RE: on character sets and encodings

My original posting  >
Ned, 13 Feb     +
Erik, 14 Feb    #
Ned, 14 Feb     !

The situation with MIME is, to put it mildly, perceived of as a disaster
and a complete refutation of the hypothesis that MIME can operate
transparently, with no change to MTAs or gateways.


+ Whoa. There is no such hypothesis that I'm aware of. Moreover, anyone
+ who makes such claims is in serious need of a reality check.
    In case it wasn't clear, I'm trying to report here in the hope of
renewing a dialogue and indicating the level of emotion and/or concern. 
I'm not nearly as concerned, or people would have heard about it a long
time ago.
    The hypothesis is, however, out there.   I'm happy to recirculate
messages and identities privately, but I think we'll stay closer to the
technical issues if I don't.

+ And remember, we're talking
+ about strict MTAs here -- as I've just illustrated, once you enter the
+ world of gateways all bets are off.

Direction 1: Summarize the MIME reply in two sentences.
Direction 2:
Answer these questions from the MIME reply:
(a) Which symbol marks Ned's posting of 13 Feb?
(b) What does the writer offer to recirculate privately?
(c) What happens once you enter the world of gateways?
The collection entries are not required.

Collection entries:

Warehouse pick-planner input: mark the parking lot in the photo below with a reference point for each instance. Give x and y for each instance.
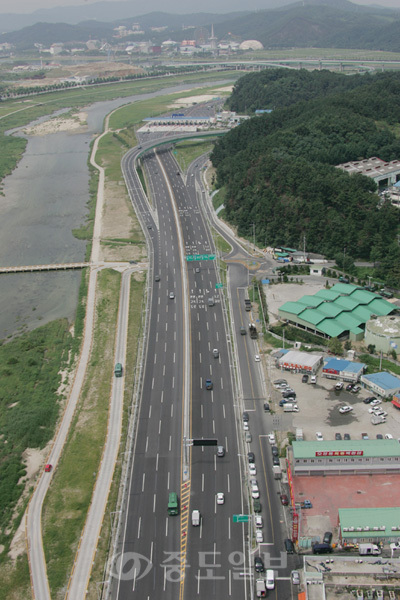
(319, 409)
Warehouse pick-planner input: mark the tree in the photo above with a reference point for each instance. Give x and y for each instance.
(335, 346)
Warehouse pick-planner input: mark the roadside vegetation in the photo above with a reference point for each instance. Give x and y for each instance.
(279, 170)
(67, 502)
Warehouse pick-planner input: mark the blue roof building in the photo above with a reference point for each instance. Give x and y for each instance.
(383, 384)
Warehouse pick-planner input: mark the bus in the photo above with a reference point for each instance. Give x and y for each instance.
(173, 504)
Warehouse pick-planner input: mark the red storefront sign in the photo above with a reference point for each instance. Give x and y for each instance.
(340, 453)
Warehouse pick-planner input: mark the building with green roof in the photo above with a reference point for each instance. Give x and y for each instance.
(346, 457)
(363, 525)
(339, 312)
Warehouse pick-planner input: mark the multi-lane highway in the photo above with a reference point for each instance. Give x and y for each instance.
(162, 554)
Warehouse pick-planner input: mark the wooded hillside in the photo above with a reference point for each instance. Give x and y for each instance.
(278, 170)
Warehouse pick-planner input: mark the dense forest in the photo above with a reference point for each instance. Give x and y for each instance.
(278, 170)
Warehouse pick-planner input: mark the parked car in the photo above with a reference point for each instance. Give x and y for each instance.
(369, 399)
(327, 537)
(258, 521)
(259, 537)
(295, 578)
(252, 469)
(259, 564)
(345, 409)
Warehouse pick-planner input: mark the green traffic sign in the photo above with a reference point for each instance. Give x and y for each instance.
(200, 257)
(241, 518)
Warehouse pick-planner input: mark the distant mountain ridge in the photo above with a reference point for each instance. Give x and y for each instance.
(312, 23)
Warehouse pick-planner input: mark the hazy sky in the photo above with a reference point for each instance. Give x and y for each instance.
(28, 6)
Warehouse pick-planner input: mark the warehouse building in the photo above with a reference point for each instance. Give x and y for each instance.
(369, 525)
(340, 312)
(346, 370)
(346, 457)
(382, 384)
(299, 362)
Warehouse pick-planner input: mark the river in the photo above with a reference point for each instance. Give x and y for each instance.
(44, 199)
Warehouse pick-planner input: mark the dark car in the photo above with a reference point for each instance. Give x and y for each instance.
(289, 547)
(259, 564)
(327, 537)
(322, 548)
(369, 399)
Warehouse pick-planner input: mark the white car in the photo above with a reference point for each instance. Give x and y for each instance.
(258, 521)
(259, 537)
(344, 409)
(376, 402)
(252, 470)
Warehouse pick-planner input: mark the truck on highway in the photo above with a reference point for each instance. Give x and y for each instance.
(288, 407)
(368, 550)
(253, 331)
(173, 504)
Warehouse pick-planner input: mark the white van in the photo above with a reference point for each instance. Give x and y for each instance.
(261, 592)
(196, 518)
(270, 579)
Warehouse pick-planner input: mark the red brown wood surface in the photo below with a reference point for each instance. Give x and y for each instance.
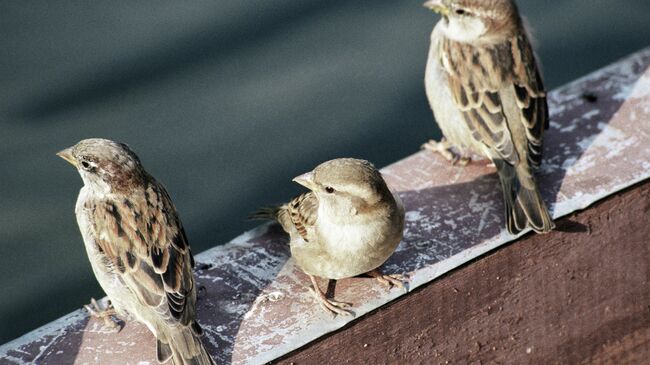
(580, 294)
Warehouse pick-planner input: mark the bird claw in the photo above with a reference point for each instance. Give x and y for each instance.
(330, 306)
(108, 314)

* * *

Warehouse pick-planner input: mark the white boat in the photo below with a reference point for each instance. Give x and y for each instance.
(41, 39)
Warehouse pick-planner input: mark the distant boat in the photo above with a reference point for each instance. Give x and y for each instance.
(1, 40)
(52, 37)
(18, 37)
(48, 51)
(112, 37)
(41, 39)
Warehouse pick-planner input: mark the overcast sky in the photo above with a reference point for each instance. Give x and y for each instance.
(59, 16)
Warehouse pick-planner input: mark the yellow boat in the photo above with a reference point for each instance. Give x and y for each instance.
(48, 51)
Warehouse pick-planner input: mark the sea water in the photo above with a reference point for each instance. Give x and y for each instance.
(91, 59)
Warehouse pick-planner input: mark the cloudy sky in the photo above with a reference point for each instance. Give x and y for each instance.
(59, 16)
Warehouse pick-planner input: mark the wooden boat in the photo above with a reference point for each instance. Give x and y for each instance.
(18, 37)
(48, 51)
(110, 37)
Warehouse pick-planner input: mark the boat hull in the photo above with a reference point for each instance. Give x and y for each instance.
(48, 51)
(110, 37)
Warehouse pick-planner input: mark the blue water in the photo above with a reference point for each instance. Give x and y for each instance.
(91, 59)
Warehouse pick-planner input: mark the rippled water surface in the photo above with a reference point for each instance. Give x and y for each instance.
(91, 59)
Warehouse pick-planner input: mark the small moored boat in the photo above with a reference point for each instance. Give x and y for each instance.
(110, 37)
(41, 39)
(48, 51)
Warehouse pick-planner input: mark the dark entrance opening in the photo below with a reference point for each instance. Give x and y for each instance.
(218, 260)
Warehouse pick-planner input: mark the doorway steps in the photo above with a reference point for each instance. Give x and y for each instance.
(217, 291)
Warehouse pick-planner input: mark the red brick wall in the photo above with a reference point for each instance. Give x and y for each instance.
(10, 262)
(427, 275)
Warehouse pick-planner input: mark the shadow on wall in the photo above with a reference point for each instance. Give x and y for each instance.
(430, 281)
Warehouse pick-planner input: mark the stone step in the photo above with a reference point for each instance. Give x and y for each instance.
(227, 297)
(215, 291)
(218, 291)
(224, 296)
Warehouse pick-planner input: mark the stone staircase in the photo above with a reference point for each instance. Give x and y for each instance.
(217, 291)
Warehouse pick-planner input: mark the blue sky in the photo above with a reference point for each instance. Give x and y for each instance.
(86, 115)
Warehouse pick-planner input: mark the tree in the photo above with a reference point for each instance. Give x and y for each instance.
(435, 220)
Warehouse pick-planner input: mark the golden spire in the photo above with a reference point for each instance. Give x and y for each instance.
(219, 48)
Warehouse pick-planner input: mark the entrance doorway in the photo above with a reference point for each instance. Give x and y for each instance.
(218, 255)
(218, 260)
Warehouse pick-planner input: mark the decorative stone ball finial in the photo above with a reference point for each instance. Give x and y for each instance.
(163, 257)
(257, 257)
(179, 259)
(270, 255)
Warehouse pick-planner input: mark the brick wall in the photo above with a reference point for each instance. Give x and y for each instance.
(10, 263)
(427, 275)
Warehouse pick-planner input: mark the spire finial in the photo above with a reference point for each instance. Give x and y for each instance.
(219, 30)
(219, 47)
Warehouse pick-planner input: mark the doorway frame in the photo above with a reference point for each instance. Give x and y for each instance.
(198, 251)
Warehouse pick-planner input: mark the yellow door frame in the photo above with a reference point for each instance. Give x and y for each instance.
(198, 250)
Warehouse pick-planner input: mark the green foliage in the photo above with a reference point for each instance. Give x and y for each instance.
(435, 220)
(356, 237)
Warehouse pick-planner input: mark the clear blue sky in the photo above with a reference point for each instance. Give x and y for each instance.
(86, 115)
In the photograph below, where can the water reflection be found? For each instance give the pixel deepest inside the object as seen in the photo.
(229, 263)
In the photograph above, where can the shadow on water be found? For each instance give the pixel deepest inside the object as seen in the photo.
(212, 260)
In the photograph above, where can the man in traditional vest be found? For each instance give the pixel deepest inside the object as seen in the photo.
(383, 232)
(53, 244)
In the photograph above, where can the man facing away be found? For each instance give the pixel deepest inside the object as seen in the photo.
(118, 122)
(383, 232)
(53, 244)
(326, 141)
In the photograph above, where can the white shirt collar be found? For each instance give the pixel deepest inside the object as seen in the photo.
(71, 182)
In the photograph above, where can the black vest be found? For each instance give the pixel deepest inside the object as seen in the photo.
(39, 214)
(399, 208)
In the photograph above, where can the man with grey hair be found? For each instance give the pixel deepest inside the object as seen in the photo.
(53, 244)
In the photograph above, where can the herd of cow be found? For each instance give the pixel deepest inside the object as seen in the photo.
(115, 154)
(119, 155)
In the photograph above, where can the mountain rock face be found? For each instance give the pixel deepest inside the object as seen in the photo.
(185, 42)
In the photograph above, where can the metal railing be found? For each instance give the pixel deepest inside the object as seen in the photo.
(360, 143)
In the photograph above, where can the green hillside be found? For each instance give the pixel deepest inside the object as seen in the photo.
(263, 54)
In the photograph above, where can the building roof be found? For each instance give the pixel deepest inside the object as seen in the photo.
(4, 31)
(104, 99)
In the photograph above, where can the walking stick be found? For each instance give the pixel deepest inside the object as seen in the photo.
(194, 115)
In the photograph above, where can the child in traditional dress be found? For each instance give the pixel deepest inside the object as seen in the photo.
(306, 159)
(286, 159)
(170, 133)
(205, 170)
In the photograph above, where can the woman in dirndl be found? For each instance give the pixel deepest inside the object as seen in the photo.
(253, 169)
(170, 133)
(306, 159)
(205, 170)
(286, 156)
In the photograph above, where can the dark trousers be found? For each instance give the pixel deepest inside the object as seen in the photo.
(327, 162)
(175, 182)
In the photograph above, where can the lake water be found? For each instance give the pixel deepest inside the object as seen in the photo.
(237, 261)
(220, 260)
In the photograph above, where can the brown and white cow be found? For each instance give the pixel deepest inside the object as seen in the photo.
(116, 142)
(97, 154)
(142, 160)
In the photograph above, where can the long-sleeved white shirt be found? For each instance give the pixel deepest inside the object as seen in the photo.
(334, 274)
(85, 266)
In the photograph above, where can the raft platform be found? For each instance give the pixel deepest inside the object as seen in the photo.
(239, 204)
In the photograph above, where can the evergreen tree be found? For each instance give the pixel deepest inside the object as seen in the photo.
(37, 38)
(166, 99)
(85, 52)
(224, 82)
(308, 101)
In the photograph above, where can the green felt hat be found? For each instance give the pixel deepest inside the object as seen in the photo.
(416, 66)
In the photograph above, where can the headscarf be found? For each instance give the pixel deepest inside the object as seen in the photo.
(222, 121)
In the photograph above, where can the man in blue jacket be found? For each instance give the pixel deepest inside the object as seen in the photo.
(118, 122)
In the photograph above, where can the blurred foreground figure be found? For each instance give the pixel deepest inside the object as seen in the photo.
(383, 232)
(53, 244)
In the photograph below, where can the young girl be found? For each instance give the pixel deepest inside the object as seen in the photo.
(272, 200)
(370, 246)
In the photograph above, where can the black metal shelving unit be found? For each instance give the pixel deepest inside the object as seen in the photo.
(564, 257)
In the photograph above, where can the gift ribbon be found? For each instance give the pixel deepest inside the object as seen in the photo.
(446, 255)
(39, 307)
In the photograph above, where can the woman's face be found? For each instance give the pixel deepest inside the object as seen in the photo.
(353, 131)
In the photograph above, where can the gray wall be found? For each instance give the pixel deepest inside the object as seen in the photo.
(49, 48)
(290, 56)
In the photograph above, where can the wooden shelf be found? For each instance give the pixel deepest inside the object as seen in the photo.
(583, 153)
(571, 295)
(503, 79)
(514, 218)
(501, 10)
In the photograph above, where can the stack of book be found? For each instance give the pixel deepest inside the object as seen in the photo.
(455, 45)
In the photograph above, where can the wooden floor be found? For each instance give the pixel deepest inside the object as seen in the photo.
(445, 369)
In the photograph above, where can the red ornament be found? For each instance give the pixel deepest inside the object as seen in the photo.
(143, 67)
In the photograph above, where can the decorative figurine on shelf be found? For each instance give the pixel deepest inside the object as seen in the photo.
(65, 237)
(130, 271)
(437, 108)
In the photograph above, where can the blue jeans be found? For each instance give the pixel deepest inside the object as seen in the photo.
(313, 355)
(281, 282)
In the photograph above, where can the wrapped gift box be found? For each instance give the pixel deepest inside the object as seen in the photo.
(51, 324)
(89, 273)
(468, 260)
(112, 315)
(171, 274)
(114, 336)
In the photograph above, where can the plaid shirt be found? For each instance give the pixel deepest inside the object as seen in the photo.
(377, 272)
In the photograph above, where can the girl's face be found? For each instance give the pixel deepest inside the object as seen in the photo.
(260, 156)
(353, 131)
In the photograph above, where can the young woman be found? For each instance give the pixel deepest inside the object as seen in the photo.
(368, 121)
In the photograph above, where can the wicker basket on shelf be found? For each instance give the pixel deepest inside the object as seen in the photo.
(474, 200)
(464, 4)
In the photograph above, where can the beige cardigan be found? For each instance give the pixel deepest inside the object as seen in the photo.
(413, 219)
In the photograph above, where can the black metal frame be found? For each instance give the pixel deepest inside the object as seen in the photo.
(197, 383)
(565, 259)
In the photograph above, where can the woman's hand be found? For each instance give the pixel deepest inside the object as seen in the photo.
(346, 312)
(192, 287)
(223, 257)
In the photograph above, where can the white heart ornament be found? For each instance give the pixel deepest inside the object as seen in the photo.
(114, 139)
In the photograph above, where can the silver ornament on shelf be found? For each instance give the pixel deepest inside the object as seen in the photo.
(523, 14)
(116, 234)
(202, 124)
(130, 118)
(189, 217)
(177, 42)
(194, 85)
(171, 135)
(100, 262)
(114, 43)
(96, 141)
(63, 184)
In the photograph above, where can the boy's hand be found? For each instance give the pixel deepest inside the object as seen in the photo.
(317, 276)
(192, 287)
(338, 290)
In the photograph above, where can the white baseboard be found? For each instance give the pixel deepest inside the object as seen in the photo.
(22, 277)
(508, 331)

Answer 1: The MIME situation is perceived as a disaster that refutes the hypothesis that MIME can operate transparently without changes to MTAs or gateways, though Ned says there is no such hypothesis and that anyone claiming it needs a reality check. The writer says the report is meant to renew dialogue and convey the level of concern, maintains that the hypothesis is out there, and offers to recirculate messages privately, while Ned notes the discussion concerns strict MTAs because with gateways all bets are off.

Answer 2:
(a) The plus sign (+).
(b) Messages and identities.
(c) All bets are off.